**網頁原文**
'''

人類學返校
許瀞文|清華大學人類學研究所
某年清華大學人社院學士班招生面試之前,好奇問碩士生:為什麼大學時讀人文社會科系?高中生怎麼得到大學選系的資訊?
碩士生回答,其實意外成份比較多。高中時期的老師雖然也在大學修過通識,但對於各個科系的內容並不清楚,也不知道大學教授面試時想要什麼,於是學弟妹延續學長姊升學成功的攻略與讀書計畫,先求有大學念再來想主修的問題。
面試會場裡,排排坐的大學教授則在面試過幾十個考生後,困惑地問:他們到底知不知道是來學什麼的?
升學為主的高中,以及接收升學高中學生的大學之間,有一道不只是「成績」與「評分」的門檻。高中以大學為目標在訓練學生,然而一路訓練下來的學習方式與學習內容,似乎無法讓學生在面對選擇多樣的大學時找到方向。(這讓人想起二十年前日劇Beach Boys裡,身為奧運游泳選手的男主角沒有辦法在沒有水道的海裡面游泳。)
當升學令人更加焦慮之時,教育部推出「高中生人文社會科學導論課程」計畫,幫助高中生想像他們未來的科系。根據計劃網頁,它要「讓高中學生在成長過程及生涯規劃時,得以接受更完整而深入的人文社會科學基礎教育,並在進入大學就讀時,以人文社會科學科系為目標」。另一方面,這也是一個trickle down(下滲)的設想,要「讓資優班或實驗班的學術活動與教學成果,感染影響其他的高中師生,導正高中生及社會各界對人文社會科學的刻板印象」。
兩大目標指向了生涯必須「規劃」的新自由主義競爭邏輯、台灣菁英領導的功績社會導向、以及在這種競爭與功績制度下人文社會科學缺乏競爭力的「問題」。
因此,進入高中校園演講的教授,不只肩負「導正」視聽以及協助學生選擇生涯的雙重任務,也在幫人文社會科學進行一場資源與生存的競爭。在強調跨領域、學科邊界越來越具有彈性的當下,為了高中生「生涯規劃」目的而行的計畫,也必須在鞏固學科邊界的前提下進行。

'''

**資料摘錄**
'''

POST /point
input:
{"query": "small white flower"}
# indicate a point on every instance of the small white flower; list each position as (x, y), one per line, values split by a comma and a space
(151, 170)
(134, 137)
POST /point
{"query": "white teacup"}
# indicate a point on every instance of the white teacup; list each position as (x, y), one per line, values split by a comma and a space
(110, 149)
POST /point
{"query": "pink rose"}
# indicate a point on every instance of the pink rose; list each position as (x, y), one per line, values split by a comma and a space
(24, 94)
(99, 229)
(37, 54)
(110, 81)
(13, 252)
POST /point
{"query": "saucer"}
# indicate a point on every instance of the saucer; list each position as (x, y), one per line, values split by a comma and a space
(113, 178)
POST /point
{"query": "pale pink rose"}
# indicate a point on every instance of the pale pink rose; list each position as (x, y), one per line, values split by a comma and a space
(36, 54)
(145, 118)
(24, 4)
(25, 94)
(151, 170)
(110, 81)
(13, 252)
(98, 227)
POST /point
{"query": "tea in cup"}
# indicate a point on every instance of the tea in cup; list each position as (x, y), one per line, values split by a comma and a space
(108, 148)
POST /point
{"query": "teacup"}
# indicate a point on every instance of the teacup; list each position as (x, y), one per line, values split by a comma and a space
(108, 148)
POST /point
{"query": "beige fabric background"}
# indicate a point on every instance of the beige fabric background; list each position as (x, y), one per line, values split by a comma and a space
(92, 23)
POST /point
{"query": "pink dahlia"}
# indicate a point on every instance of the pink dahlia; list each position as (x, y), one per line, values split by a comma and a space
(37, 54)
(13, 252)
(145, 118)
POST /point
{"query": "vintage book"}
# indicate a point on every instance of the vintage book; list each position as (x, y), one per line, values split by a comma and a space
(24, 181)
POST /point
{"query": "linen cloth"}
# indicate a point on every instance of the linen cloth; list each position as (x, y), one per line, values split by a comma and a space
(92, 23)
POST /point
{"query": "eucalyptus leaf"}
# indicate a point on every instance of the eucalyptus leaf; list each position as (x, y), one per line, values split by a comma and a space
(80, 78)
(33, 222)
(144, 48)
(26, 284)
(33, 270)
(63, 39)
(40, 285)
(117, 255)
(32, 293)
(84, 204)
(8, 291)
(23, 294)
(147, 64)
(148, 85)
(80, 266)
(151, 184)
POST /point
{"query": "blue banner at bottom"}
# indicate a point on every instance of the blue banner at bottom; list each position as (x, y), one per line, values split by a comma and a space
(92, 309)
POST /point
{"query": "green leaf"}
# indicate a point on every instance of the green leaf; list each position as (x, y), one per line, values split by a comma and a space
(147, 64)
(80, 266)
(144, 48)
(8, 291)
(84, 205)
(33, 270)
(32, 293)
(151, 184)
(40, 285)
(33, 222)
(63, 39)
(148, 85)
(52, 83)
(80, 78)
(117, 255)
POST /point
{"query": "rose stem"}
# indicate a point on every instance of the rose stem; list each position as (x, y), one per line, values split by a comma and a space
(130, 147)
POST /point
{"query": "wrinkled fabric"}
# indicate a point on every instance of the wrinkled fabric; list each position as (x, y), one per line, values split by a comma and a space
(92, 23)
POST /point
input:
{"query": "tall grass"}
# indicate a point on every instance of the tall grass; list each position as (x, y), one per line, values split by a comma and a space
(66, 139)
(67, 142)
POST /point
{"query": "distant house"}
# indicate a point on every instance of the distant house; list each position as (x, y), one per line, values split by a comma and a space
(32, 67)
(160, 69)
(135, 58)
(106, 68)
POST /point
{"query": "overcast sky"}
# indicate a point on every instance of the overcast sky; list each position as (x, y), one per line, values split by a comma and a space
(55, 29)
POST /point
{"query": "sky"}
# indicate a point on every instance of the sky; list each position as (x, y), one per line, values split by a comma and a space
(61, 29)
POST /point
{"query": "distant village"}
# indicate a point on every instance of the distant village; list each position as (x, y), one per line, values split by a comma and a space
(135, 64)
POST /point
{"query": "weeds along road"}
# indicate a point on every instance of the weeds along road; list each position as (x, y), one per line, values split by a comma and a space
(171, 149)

'''

**題目說明**
根據網頁原文回答下列問題:
(a)碩士生說,高中老師對哪兩件事不清楚?
(b)教育部為幫助高中生想像未來科系而推出的計畫叫什麼名稱?
(c)文中提到的日劇裡,男主角是什麼身分?他沒有辦法做到什麼?

**參考解答**
(a)高中老師對各個科系的內容並不清楚,也不知道大學教授面試時想要什麼。
(b)「高中生人文社會科學導論課程」計畫。
(c)男主角是奧運游泳選手,他沒有辦法在沒有水道的海裡面游泳。